**Excerpted text**
= Beginning of Section =
Instead, I hope my work can show people that anybody can be an amazing host. You don't need to be a good cook to be a good host. Hosting is creating your own hospitality in your own space. It can be the most rewarding process for yourself and everybody in your life. It's so satisfying to start setting up a space that you want to invite people into and use food, but also music (or whatever floats your boat) to express yourself through hosting and hospitality in a much more honest way. My house, that I shared with my partner, in this constant state of tweaking and refining the way it’s set up because we love hosting. 

How does the new space that Pith is in now feel different from the last one?

It's smaller. I don't feel like I'm beholden to a landlord who has expectations for what I'm doing. It's not a giant space. It feels much more like an actual apartment. I no longer hire a sous chef. Everything is done by me: serving, cleaning, preparing, lighting the candles in the bathroom. The whole nine yards. 

Instead of $145, I charge $40 per person which is about the cost of ingredients for me to cook a ­sweet meal without ordering from a Michelin restaurant distributor little tins of caviar or wild foraged mushrooms. I'm enjoying going to Whole Foods and being like, "I'm gonna cook you all a super nice dinner that you could make if you went to the grocery store.”

Do you see a change in the kind of people coming to these dinners now that the price point has changed?

I’m so happy I’m no longer running the 10-person dinner with a fancy tasting menu because it was just not what I wanted to do. No longer doing it has made me realize that I don’t miss it at all. 

The new price point feels a lot more accessible. The people who are coming are diverse in age and location. It has more to do with social media versus my mailing list. When I release tickets on social media, I get a much younger audience, but in general the new price point is way more accessible. 

For me, I'm comfortable because I'm charging less. It's more relaxing for me to cook. I'm not anxious about proving myself as the world’s greatest chef. I'm trying to offer what I think is a good hosting experience. We're going to hang out, have good tasting food, drink wine, listen to music, and peace out. That’s all I’m doing. It feels more authentic to me.
= End of Section =
**Work task**
Write the next part of the interview on hosting and the dinners at Pith, starting right after its last answer.

**Dataset records**
= Beginning of Section =
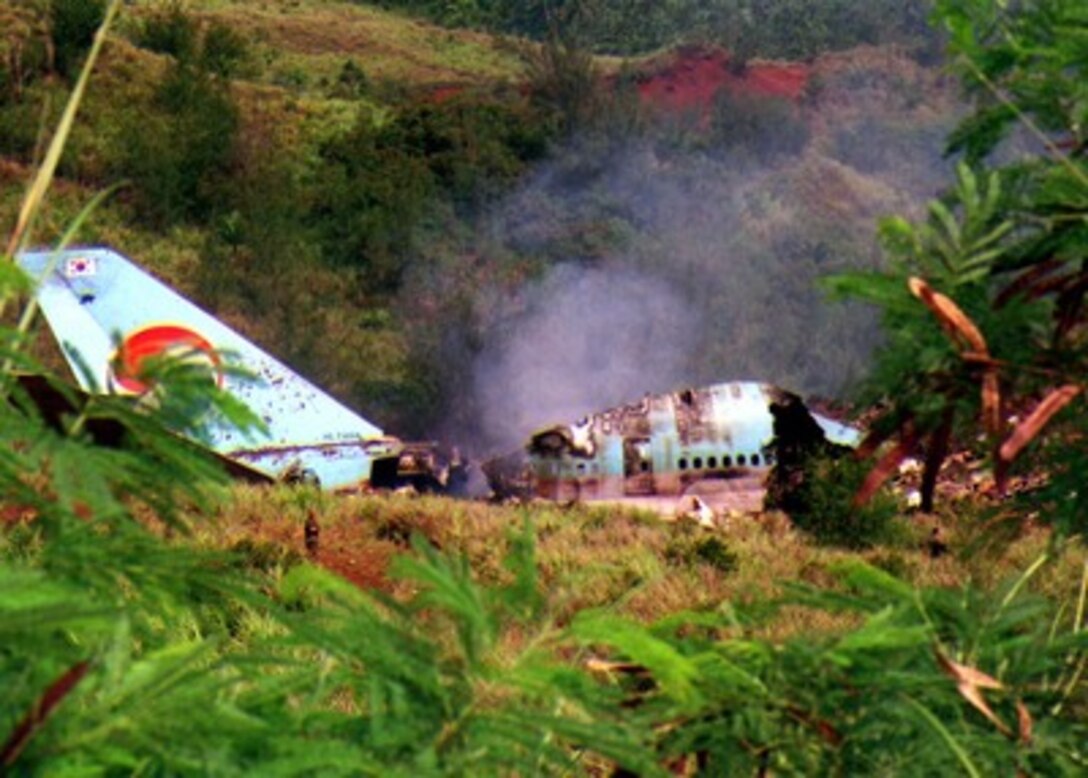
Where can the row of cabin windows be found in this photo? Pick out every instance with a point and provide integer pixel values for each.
(712, 462)
(696, 464)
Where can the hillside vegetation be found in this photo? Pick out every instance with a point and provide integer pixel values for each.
(430, 185)
(155, 619)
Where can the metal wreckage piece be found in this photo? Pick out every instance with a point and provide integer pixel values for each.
(109, 316)
(717, 443)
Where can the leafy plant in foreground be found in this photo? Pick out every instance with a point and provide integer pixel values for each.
(999, 268)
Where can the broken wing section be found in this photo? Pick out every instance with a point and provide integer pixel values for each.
(108, 315)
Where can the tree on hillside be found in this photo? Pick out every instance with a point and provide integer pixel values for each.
(985, 303)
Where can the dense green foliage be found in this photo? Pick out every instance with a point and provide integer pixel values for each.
(126, 649)
(769, 28)
(1005, 250)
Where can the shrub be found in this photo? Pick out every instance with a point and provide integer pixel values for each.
(170, 32)
(824, 505)
(74, 23)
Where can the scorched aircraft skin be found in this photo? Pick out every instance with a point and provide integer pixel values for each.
(718, 437)
(90, 297)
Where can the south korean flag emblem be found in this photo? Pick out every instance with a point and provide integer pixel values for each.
(79, 267)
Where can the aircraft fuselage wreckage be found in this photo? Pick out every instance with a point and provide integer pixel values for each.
(717, 443)
(90, 297)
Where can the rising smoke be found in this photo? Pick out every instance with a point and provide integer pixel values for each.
(674, 264)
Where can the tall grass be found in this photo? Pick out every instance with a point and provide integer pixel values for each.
(128, 651)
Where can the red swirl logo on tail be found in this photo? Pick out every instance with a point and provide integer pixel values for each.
(158, 341)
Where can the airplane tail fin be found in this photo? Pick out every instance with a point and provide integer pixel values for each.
(108, 316)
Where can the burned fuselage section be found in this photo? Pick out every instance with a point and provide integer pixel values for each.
(665, 444)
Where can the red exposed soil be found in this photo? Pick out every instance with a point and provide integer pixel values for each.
(691, 78)
(688, 81)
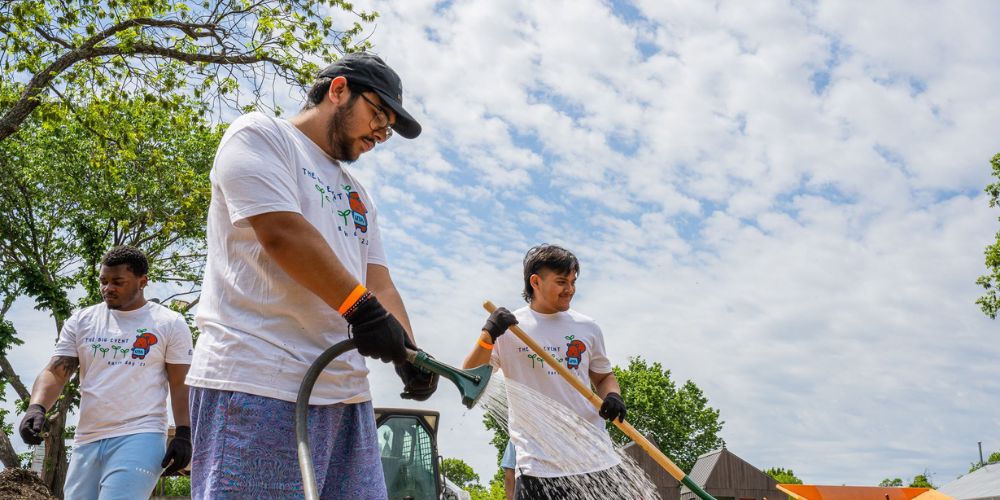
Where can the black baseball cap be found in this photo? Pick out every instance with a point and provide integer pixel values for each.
(369, 70)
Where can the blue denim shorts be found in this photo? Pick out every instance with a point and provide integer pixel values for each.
(244, 447)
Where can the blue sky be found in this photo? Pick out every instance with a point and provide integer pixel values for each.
(780, 201)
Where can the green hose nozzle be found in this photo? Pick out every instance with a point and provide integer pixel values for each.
(470, 383)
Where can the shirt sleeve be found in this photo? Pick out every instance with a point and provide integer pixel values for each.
(253, 171)
(180, 348)
(376, 252)
(599, 362)
(66, 346)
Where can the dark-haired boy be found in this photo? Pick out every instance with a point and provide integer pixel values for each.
(550, 274)
(130, 352)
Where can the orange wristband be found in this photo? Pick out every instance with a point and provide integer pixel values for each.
(352, 298)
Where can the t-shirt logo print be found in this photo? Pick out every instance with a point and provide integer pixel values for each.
(574, 352)
(144, 341)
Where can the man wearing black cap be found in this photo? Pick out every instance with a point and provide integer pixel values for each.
(296, 264)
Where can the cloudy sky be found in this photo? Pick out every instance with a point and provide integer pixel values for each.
(780, 201)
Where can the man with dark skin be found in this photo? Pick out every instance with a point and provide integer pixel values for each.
(295, 265)
(121, 437)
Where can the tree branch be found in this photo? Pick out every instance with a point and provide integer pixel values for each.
(7, 372)
(29, 100)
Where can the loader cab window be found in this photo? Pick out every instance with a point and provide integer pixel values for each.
(407, 458)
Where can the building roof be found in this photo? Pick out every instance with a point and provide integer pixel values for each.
(722, 473)
(703, 468)
(981, 484)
= End of Section =
**Result**
What else have you been up to? Can you tell us about Alto Essentials?

Alto Essentials, to me, is addressing the cannabis facet of that or the intersection of do-it-yourself hospitality and cannabinoids which can be a useful and interesting tool to elevate all types of daily experiences. As the landscape gets legalized, I feel strongly it’ll become equal or likely larger than the alcohol industry in terms of integrating it into our daily routines for leisure, pleasure, and inspiration.

I’ve had all types of people hitting me up about cannabis infused dining so I wanted to create a product and  make my career out of giving people the tools to live their life better through their own creative choices rather than consuming shit that other people have curated for them. 

Edibles are very compelling. They're discrete. They're really efficient. They travel really easily. They're very easily dosed it and tested. I wanted to make an edible or ingestible, but I didn’t like how every cannabis edible on the market is in some way something that you consume. I wanted to make something that was elemental, an ingredient, almost like a condiment people already use and understand how to use in a variety of different ways. I wanted to curate at the nicest version of it and fuse it gently so I created Alto which is a cannabis brand that sells daily essentials, infused gently with cannabinoids and packaged in unique single serving packets. These products are easy to present and consume in a social event at everyone’s individual choice. 

Lastly, what is your column at Food & Wine Magazine about?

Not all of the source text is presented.